■ Problem to solve:
Retype, word for word, the lines from the first line of the entries through the line that holds "target: car hood"; leave out the pictures.

START Records to use

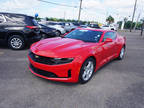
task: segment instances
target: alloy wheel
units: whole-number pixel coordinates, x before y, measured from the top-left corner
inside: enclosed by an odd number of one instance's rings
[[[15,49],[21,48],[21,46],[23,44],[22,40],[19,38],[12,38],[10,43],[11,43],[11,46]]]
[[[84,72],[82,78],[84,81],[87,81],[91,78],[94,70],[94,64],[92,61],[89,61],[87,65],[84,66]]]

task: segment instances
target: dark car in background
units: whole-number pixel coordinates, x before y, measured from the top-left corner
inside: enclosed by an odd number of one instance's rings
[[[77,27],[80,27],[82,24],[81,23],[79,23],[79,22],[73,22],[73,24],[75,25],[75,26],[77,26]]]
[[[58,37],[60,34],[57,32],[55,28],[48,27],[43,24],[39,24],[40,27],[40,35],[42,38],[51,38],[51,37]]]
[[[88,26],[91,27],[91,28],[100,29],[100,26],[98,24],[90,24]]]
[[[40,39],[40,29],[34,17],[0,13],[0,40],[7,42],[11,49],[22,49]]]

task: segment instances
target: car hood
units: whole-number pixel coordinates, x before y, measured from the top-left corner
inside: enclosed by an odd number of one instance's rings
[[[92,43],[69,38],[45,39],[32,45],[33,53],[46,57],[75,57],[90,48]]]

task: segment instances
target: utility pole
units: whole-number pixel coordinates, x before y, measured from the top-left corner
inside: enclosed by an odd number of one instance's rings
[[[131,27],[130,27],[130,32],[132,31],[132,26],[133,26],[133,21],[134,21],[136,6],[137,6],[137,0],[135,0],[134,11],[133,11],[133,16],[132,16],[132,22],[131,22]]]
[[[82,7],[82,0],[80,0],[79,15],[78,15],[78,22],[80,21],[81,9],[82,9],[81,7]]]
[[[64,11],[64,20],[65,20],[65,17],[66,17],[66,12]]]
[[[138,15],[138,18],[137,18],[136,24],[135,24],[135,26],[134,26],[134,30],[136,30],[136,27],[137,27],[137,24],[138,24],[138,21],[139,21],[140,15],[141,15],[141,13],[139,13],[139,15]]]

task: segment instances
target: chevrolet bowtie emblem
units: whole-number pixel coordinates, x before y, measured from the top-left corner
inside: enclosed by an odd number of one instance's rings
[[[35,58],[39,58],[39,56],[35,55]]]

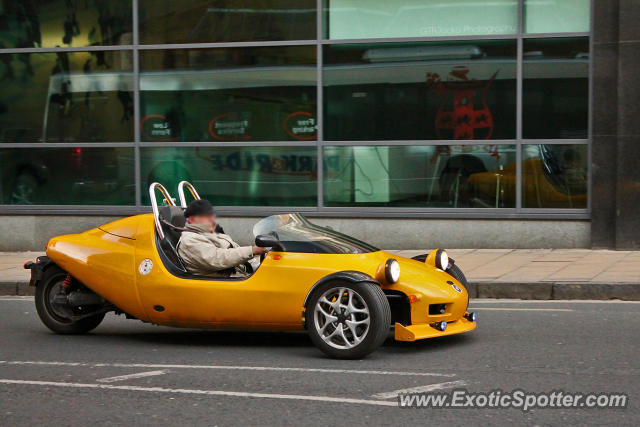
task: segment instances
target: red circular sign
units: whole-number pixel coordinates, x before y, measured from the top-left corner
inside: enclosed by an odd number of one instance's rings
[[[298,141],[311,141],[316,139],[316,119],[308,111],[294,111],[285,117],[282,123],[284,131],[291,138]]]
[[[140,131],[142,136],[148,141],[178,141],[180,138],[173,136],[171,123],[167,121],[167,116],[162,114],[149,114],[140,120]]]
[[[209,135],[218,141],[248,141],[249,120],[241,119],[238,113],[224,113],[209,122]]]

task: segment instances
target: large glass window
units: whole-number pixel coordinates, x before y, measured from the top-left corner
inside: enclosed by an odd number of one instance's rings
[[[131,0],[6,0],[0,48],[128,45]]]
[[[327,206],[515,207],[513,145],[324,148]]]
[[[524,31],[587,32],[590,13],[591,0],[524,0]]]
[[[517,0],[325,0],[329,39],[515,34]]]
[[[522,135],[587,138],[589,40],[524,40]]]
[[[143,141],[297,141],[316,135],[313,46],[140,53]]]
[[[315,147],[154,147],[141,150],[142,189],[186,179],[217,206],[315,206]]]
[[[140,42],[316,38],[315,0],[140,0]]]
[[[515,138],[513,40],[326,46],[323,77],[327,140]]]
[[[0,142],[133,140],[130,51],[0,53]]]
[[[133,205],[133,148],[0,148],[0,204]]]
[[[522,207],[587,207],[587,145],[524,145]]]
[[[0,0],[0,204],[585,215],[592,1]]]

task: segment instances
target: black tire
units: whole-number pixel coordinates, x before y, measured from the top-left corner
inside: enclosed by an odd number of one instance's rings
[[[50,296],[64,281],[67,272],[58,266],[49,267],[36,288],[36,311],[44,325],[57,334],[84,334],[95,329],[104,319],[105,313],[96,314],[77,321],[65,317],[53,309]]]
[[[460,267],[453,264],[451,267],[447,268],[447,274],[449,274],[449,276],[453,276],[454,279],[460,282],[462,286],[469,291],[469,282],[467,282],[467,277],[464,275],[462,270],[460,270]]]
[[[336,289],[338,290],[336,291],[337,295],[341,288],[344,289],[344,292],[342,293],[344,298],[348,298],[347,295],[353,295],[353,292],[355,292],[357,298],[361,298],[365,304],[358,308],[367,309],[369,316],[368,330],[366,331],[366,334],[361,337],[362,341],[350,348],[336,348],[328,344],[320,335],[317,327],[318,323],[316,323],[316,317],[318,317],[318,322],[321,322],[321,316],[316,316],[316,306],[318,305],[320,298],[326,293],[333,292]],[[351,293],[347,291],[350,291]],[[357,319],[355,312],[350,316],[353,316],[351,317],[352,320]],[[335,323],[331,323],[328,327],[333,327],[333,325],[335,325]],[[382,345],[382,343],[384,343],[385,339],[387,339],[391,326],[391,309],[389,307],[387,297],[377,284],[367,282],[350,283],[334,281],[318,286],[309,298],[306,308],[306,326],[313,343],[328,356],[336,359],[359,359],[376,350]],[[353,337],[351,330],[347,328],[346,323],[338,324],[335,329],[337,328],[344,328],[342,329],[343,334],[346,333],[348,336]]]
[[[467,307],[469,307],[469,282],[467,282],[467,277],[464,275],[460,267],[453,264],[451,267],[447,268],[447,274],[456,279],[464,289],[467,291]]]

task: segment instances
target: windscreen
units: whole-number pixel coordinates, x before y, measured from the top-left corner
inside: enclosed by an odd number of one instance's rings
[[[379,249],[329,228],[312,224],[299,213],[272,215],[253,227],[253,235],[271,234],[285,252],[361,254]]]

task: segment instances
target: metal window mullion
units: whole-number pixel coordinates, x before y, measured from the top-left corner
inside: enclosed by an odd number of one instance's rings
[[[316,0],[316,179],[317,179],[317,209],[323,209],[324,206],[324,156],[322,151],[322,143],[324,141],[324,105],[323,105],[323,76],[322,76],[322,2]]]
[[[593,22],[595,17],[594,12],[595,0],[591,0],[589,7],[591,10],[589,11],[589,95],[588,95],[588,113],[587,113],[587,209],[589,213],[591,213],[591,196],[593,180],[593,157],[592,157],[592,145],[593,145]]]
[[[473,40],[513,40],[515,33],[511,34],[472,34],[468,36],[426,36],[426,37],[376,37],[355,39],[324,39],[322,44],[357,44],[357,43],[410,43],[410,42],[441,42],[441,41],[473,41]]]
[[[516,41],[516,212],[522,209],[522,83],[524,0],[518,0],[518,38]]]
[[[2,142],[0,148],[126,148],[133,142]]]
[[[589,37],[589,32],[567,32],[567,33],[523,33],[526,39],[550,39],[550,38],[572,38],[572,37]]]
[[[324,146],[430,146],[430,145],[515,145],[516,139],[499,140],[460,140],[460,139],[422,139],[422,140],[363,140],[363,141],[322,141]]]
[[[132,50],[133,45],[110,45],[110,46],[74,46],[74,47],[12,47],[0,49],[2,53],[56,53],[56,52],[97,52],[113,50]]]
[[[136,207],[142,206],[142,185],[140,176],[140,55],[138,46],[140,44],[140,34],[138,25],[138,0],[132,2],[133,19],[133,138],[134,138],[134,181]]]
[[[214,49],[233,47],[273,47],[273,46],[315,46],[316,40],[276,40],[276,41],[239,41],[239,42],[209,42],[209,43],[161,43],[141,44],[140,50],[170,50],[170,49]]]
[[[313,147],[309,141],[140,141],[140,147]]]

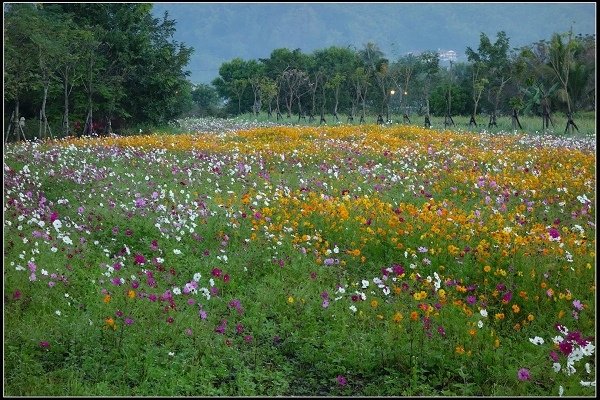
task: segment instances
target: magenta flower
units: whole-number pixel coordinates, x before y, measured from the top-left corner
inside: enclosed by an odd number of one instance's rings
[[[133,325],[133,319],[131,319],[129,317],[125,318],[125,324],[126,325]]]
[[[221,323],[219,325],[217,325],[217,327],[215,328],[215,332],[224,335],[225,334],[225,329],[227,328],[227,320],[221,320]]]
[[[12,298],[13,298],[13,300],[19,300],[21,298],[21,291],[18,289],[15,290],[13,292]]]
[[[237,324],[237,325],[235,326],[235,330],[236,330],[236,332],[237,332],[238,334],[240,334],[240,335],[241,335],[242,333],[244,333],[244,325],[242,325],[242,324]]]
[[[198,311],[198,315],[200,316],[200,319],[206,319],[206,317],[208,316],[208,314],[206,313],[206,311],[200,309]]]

END Records to use

■ Solution below:
task: segment instances
target: alloy wheel
units: whole-number pixel coordinates, x before y, measured from the top-left corner
inside: enclosed by an odd number of one instance's rings
[[[15,49],[21,48],[21,46],[23,44],[22,40],[19,38],[12,38],[10,43],[11,43],[11,46]]]
[[[84,72],[82,78],[84,81],[87,81],[91,78],[94,70],[94,64],[92,61],[89,61],[87,65],[84,66]]]

task: segment instances
target: dark car in background
units: whole-number pixel coordinates, x before y, measured from the top-left corner
inside: enclosed by an odd number of one instance's rings
[[[77,27],[80,27],[82,24],[81,23],[79,23],[79,22],[73,22],[73,24],[75,25],[75,26],[77,26]]]
[[[58,37],[60,34],[57,32],[55,28],[48,27],[43,24],[39,24],[40,27],[40,35],[42,38],[51,38],[51,37]]]
[[[88,26],[91,27],[91,28],[100,29],[100,26],[98,24],[90,24]]]
[[[40,39],[40,29],[34,17],[0,13],[0,40],[7,42],[11,49],[22,49]]]

task: segment instances
target: car hood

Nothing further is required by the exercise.